TEXT TO READ ->
A VERY slight acquaintance with this book will show us how different it is from every other book.
It marks the end of the wilderness journey— eleven days’ journey which had occupied forty long years — and ere the first step is taken into the promised land Moses, at the command of God, rehearses the desert history, and the ordinances and commandments to be observed in the land. It is a sorrowful story, as we have seen in a former study, a story of unbelief, of disobedience, of murmuring.
But in contrast to all this and in spite of it, we have the wonderful revelation that the Lord loved His people; nothing that they were altered His love, and to this day they are “beloved for the father’s sakes” (Rom. 11:28), In tender and beautiful words Moses tells them, “The Lord did not set His love upon you, nor choose you, because ye were more in number than any people; for ye were the fewest of all people: but because the Lord loved you” hath He “brought you out with a mighty hand, and redeemed you out of the house of bond-men” (Deut. 7:7, 8).
Our hearts may well be glad at these words, for it is the same love which has stooped down to meet our need; only now, through the sacrifice of the Lord Jesus Christ, and as blessed in Him, we are made children of God and are loved with that same love that rests in all its fullness on Him, as He said, “That the love wherewith Thou hast loved Me may be in them” (John:7:26).
We read also that God spoke to them. In the fourth chapter Moses tells them, “The Lord spake unto you out of the midst of the fire: ye heard the voice of the words, but ye saw no similitude; only ye heard a voice.” And again, “Did ever people hear the voice of God speaking out of the midst of the fire, as thou hast heard, and live?... Out of heaven He made thee to heat His voice that He might instruct thee.”
The foolish and flagrant infidelity of today denies God, denies that He has spoken; but Israel when they heard the voice from the flaming mountain-top were in no doubt who it was who spoke to them. In every age of the world’s history God has spoken, by creation, by signs and wonders, by prophets, by a still small voice, and “in these last days... by His Son” (Heb. 1:2), Three times during the Lord’s pathway through the world God spoke to Him audibly so that others might hear, and in the gospels we are allowed to listen to His words as He spoke to His Father. Let no one doubt that God has spoken, nor that by the Holy Ghost sent down from heaven, He speaks still to those who have ears to hear.

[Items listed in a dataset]
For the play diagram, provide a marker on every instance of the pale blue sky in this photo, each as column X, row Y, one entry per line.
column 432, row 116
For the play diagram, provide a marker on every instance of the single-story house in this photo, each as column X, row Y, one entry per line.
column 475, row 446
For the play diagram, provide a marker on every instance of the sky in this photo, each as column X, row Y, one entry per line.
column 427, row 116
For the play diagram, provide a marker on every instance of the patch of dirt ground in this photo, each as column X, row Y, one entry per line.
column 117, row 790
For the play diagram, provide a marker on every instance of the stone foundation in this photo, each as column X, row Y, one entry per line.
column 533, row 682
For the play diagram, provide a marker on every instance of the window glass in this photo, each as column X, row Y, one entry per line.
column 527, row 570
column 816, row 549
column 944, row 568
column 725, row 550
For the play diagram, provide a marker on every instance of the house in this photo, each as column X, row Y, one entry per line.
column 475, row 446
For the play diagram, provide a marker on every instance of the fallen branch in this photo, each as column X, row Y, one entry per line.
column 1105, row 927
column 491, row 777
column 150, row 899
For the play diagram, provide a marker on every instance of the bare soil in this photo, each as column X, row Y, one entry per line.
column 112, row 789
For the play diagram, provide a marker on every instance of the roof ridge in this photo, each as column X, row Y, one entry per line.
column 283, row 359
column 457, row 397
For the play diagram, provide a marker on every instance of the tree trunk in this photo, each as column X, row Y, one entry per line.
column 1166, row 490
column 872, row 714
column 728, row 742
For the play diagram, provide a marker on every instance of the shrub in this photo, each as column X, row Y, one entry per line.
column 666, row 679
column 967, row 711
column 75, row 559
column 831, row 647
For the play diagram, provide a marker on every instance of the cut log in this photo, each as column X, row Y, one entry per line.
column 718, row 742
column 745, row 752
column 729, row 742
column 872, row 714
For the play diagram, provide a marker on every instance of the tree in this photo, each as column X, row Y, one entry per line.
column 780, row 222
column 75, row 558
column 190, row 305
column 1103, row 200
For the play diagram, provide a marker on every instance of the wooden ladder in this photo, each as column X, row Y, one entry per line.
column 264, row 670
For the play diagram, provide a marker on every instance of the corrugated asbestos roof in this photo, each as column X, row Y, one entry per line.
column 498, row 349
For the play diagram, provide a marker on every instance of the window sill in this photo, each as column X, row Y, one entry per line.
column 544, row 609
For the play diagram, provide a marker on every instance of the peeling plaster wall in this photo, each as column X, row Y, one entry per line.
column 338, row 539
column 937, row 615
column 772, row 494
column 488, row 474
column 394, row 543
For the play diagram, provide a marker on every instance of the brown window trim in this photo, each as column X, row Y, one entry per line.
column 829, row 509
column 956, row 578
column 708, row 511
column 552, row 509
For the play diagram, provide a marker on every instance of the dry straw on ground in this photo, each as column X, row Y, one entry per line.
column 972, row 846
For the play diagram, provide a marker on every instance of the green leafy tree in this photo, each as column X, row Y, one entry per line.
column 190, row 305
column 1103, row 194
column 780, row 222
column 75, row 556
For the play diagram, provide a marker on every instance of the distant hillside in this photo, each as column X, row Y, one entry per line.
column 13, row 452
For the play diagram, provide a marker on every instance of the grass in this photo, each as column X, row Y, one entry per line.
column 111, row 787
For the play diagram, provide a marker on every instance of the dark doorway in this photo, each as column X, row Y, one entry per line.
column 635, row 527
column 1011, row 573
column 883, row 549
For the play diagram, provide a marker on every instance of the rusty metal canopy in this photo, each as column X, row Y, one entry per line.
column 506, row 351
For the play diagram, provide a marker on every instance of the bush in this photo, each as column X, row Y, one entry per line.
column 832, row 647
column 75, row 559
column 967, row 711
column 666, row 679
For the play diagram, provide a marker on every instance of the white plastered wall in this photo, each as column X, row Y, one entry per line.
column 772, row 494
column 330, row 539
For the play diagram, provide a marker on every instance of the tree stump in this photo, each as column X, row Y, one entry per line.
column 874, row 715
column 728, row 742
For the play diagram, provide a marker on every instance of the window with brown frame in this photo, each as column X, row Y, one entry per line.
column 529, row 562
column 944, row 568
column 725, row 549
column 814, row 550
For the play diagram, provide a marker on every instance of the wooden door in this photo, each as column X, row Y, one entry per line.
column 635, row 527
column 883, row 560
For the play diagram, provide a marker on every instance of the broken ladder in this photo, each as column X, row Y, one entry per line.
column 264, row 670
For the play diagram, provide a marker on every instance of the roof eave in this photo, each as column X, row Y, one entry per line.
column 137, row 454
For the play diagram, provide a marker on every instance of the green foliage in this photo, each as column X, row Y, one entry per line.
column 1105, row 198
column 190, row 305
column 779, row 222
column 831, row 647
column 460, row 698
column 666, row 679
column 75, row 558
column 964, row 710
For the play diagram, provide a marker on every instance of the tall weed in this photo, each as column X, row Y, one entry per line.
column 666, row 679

WORK TO DO ->
a – Reproduce the stretch of the Deuteronomy passage from "But in contrast" through "(Deut. 7:7, 8).".
b – Answer these questions from the Deuteronomy passage:
(i) How long had the eleven days' journey taken?
(ii) In number, what were the people compared with all other people?
(iii) How many times during the Lord's pathway through the world did God speak to Him audibly?
c – Decide whether each statement agrees with the Deuteronomy passage:
(i) Moses rehearses the desert history at the command of God.
(ii) When the Lord spoke out of the fire, the people saw a similitude.
(iii) Israel was unsure who spoke from the flaming mountain-top.

TASK SOLUTIONS ->
a –
But in contrast to all this and in spite of it, we have the wonderful revelation that the Lord loved His people; nothing that they were altered His love, and to this day they are “beloved for the father’s sakes” (Rom. 11:28), In tender and beautiful words Moses tells them, “The Lord did not set His love upon you, nor choose you, because ye were more in number than any people; for ye were the fewest of all people: but because the Lord loved you” hath He “brought you out with a mighty hand, and redeemed you out of the house of bond-men” (Deut. 7:7, 8).

b –
(i) Forty long years.
(ii) The fewest of all people.
(iii) Three times.

c –
(i) Yes: "Moses, at the command of God, rehearses the desert history"
(ii) No: "ye saw no similitude; only ye heard a voice."
(iii) No: "were in no doubt who it was who spoke to them"